Collect every line of the listing below that contains the string "house", and copy each one out in full.

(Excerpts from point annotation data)
[Begin]
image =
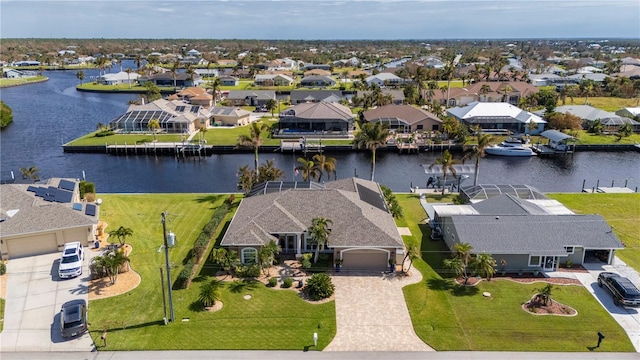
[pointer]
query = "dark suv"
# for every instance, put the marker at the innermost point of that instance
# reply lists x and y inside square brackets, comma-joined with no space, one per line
[End]
[Begin]
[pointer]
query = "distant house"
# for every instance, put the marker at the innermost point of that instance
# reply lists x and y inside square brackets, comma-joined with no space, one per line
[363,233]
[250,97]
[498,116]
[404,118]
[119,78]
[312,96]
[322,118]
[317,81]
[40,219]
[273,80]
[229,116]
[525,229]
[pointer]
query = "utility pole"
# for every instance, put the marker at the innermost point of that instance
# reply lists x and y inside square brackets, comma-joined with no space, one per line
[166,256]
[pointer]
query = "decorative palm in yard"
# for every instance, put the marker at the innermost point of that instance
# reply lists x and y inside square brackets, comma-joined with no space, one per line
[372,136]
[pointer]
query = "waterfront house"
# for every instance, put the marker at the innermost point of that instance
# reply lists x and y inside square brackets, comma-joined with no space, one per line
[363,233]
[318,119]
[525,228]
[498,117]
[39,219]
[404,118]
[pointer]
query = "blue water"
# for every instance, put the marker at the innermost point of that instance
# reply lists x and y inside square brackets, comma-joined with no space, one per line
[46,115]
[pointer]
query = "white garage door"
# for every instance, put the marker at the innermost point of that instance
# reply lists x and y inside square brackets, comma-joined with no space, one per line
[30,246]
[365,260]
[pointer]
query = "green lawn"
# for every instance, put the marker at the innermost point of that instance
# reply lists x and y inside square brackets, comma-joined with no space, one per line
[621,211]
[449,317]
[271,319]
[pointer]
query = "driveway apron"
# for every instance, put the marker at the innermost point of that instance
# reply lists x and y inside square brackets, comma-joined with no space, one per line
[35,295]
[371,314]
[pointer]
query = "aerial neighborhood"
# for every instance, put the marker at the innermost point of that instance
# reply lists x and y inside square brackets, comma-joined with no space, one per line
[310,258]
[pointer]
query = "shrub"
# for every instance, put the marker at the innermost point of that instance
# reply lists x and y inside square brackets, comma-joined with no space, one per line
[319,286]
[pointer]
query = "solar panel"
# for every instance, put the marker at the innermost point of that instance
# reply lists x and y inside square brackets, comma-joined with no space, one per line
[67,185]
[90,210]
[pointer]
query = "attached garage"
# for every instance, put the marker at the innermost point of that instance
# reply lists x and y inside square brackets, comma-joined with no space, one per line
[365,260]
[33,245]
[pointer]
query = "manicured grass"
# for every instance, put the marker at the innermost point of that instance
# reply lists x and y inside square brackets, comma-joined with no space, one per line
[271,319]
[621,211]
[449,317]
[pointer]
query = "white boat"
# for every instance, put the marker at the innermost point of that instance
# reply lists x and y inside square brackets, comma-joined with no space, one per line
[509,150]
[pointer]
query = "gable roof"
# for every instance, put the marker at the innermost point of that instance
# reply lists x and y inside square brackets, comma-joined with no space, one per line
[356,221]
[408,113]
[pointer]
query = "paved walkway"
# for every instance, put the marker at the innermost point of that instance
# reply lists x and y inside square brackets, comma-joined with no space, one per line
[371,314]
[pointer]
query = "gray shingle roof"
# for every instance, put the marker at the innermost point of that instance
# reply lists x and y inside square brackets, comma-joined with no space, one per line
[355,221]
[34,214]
[End]
* Response to the task
query = "distant house"
query = "waterfront house"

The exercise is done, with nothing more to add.